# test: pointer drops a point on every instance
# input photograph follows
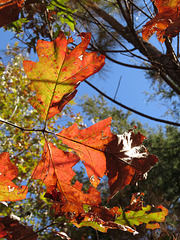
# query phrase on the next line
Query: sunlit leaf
(166, 22)
(8, 190)
(59, 71)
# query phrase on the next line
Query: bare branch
(130, 109)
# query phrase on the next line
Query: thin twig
(132, 110)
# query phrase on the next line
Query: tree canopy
(59, 177)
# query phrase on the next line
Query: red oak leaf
(127, 161)
(55, 170)
(59, 71)
(8, 171)
(122, 158)
(166, 22)
(11, 229)
(9, 11)
(90, 145)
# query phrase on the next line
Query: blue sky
(130, 93)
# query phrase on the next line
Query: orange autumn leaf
(55, 170)
(166, 22)
(122, 158)
(11, 228)
(127, 160)
(9, 11)
(90, 144)
(59, 71)
(8, 190)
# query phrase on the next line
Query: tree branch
(158, 60)
(130, 109)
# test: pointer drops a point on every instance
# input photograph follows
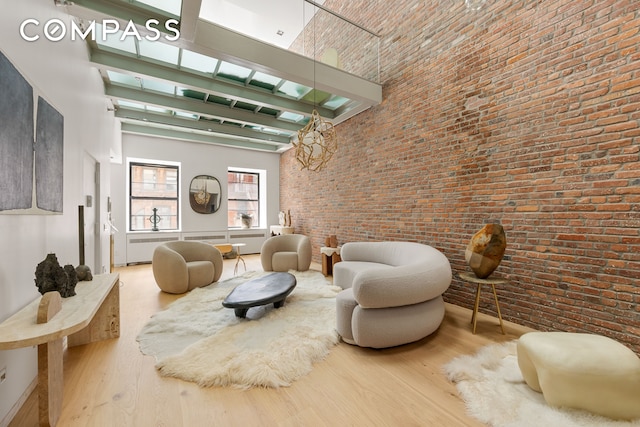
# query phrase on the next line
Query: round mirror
(204, 194)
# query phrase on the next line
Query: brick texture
(524, 113)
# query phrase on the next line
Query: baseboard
(14, 410)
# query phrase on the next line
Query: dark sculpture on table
(50, 276)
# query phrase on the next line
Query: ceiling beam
(227, 45)
(102, 9)
(189, 18)
(129, 64)
(197, 137)
(204, 126)
(199, 108)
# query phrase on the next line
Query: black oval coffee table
(272, 288)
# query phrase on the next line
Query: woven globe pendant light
(317, 143)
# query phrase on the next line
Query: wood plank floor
(111, 383)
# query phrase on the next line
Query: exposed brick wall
(524, 113)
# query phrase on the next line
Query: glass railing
(307, 28)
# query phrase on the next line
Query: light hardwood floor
(111, 383)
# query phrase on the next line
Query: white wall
(61, 73)
(195, 159)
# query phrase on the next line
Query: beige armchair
(392, 292)
(181, 266)
(286, 252)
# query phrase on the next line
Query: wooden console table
(93, 314)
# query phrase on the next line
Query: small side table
(239, 258)
(470, 277)
(330, 256)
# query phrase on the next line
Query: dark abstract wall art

********************

**Your instructions**
The entries must be written out again unchanged. Images are to be left out.

**Completed task**
# test: pointer drops a point on every instance
# input photograph follows
# query phrase on the next line
Query: sunlit leaf
(166, 22)
(8, 190)
(59, 71)
# query phrase on the next line
Query: bare branch
(130, 109)
# query phrase on the next line
Query: thin twig
(132, 110)
# query phrase on the next line
Query: tree canopy
(59, 177)
# query phrase on the next line
Query: red oak leaf
(127, 161)
(55, 170)
(59, 71)
(8, 171)
(122, 158)
(166, 22)
(11, 229)
(9, 11)
(90, 145)
# query phrase on the next line
Query: blue sky
(130, 93)
# query phrase on the next line
Query: orange autumn leaf
(55, 170)
(166, 22)
(122, 158)
(11, 228)
(127, 160)
(9, 11)
(90, 144)
(59, 71)
(8, 190)
# query phrase on the next line
Query: tree branch
(158, 60)
(130, 109)
# test: pointer drops a point on every instance
# input photograph follows
# query phrase on the next line
Query: round mirror
(204, 194)
# query phrase on the next line
Query: brick texture
(524, 113)
# query phrase on the next line
Query: baseboard
(14, 410)
# query phrase on the next line
Query: dark sculpture on table
(50, 276)
# query phrase on the next line
Query: ceiling beam
(227, 45)
(102, 9)
(189, 18)
(129, 64)
(197, 137)
(204, 126)
(199, 108)
# query phrase on the next line
Query: black oval coffee table
(272, 288)
# query phrase on the next line
Query: woven globe pendant light
(317, 143)
# query phrase on the next line
Query: wood plank floor
(111, 383)
# query phrase on the next line
Query: exposed brick wall
(524, 113)
# query phrase on the next line
Query: glass railing
(307, 28)
# query phrase on the next line
Query: light hardwood floor
(111, 383)
# query phrase on the next line
Query: white wall
(61, 73)
(195, 159)
# query phrase on the next line
Query: beige armchair
(392, 292)
(181, 266)
(286, 252)
# query phrase on the next line
Query: wooden console table
(93, 314)
# query phrase on the next line
Query: small side table
(239, 258)
(470, 277)
(330, 256)
# query phrase on the next line
Query: dark abstract wall art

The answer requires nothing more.